• _Directive A_: In the thread on deleting all but the newest files, why did the author of the first solution want to avoid problems with ls?
____ Document excerpt
Solution without problems with "ls" (strange named files)
This is a combination of ceving's and anubhava's answer.
Both solutions are not working for me. Because I was looking for a script that should run every day for backing up files in an archive, I wanted to avoid problems with ls (someone could have saved some funny named file in my backup folder). So I modified the mentioned solutions to fit my needs.
My solution deletes all files, except the three newest files.
find . -type f -printf '%T#\t%p\n' |
sort -t $'\t' -g |
head -n -3 |
cut -d $'\t' -f 2- |
xargs rm
Some explanation:
find lists all files (not directories) in current folder. They are printed out with timestamps.
sort sorts the lines based on timestamp (oldest on top).
head prints out the top lines, up to the last 3 lines.
cut removes the timestamps.
xargs runs rm for every selected file.
For you to verify my solution:
(
touch -d "6 days ago" test_6_days_old
touch -d "7 days ago" test_7_days_old
touch -d "8 days ago" test_8_days_old
touch -d "9 days ago" test_9_days_old
touch -d "10 days ago" test_10_days_old
)
This creates 5 files with different timestamps in the current folder. Run this script first and then the code for deleting old files.

The following looks a bit complicated, but is very cautious to be correct, even with unusual or intentionally malicious filenames. Unfortunately, it requires GNU tools:
count=0
while IFS= read -r -d ' ' && IFS= read -r -d '' filename; do
(( ++count > 3 )) && printf '%s\0' "$filename"
done < <(find . -maxdepth 1 -type f -printf '%T# %P\0' | sort -g -z) \
| xargs -0 rm -f --
Explaining how this works:
Find emits <mtime> <filename><NUL> for each file in the current directory.
sort -g -z does a general (floating-point, as opposed to integer) numeric sort based on the first column (times) with the lines separated by NULs.
The first read in the while loop strips off the mtime (no longer needed after sort is done).
The second read in the while loop reads the filename (running until the NUL).
The loop increments, and then checks, a counter; if the counter's state indicates that we're past the initial skipping, then we print the filename, delimited by a NUL.
xargs -0 then appends that filename into the argv list it's collecting to invoke rm with.

ls -t | tail -n +4 | xargs -I {} rm {}
If you want a 1 liner

In zsh:
rm /files/to/delete/*(Om[1,-4])
If you want to include dotfiles, replace the parenthesized part with (Om[1,-4]D).
I think this works correctly with arbitrary chars in the filenames (just checked with newline).
Explanation: The parentheses contain Glob Qualifiers. O means "order by, descending", m means mtime (See man zshexpn for other sorting keys - large manpage; search for "be sorted"). [1,-4] returns only the matches at one-based index 1 to (last + 1 - 4) (note the -4 for deleting all but 3).
________
• _Directive B_: Multiply every point coordinate in the answers by 2.6 and round each result to a whole number, rounding halves up. Then write out the stretch of the listing from the line that contains "Identify one point on each instance of the front" through the end of the listing, both ends included, with the requests kept and only these lines given.
____ Information provided
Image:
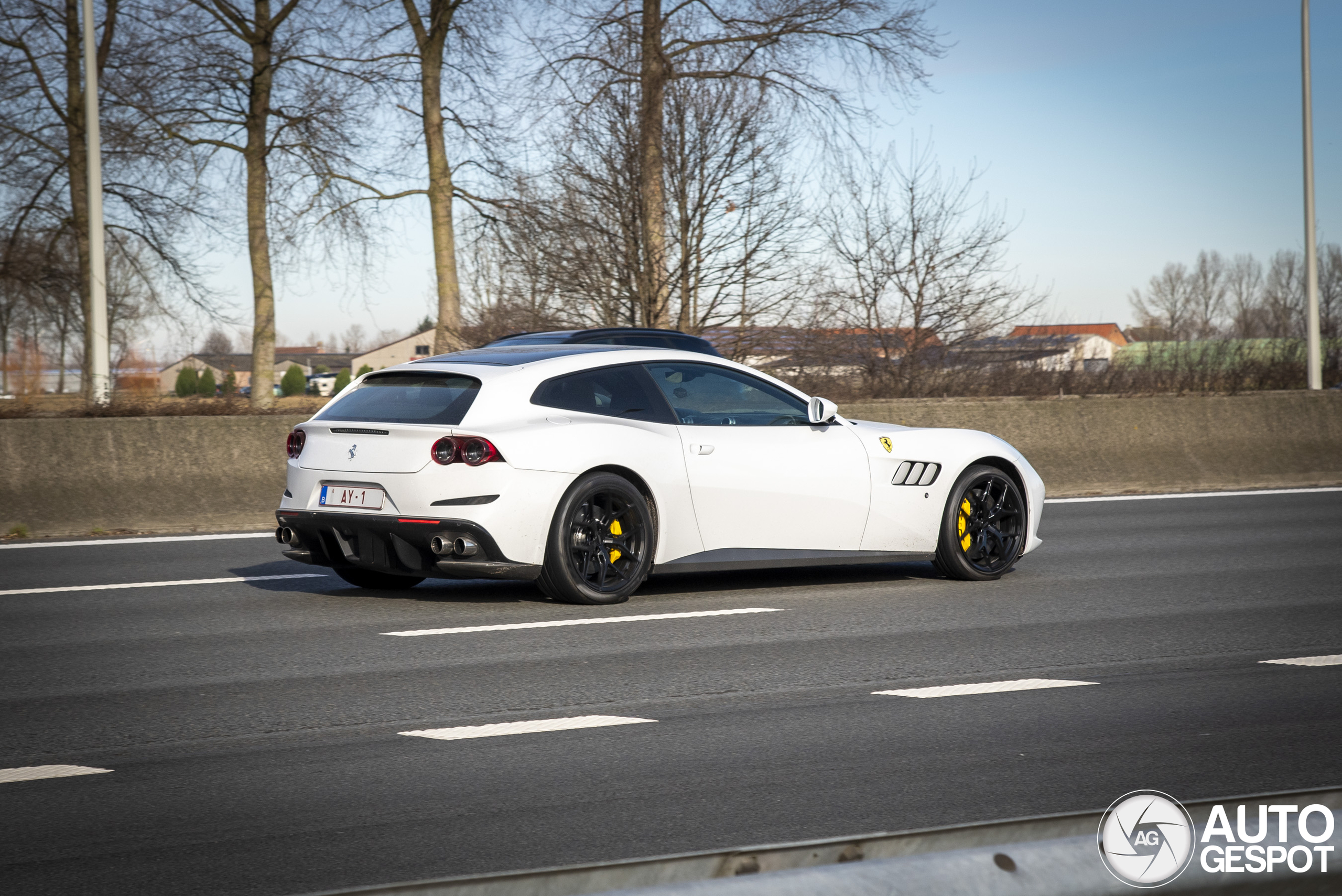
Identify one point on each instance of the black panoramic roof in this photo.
(511, 356)
(643, 337)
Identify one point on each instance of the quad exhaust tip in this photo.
(461, 546)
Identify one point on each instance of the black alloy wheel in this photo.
(983, 529)
(602, 542)
(377, 581)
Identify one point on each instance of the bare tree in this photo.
(572, 236)
(1283, 296)
(918, 263)
(1165, 302)
(789, 46)
(247, 83)
(1330, 292)
(1207, 290)
(44, 160)
(217, 342)
(1244, 289)
(737, 215)
(438, 50)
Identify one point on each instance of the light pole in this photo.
(1314, 357)
(100, 352)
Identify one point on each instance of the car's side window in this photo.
(615, 392)
(705, 395)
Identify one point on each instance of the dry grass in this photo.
(133, 405)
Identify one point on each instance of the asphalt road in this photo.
(252, 727)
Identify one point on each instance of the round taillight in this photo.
(296, 441)
(445, 450)
(478, 451)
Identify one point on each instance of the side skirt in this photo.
(733, 558)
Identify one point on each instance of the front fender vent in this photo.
(916, 472)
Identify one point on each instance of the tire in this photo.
________
• _Exercise answer A_: The author wanted a script that would run every day to back up files into an archive. They wanted to avoid problems with ls because someone could have saved a file with an unusual name in the backup folder.

• _Exercise answer B_:
Identify one point on each instance of the front fender vent in this photo.
(2382, 1227)
Identify one point on each instance of the tire in this photo.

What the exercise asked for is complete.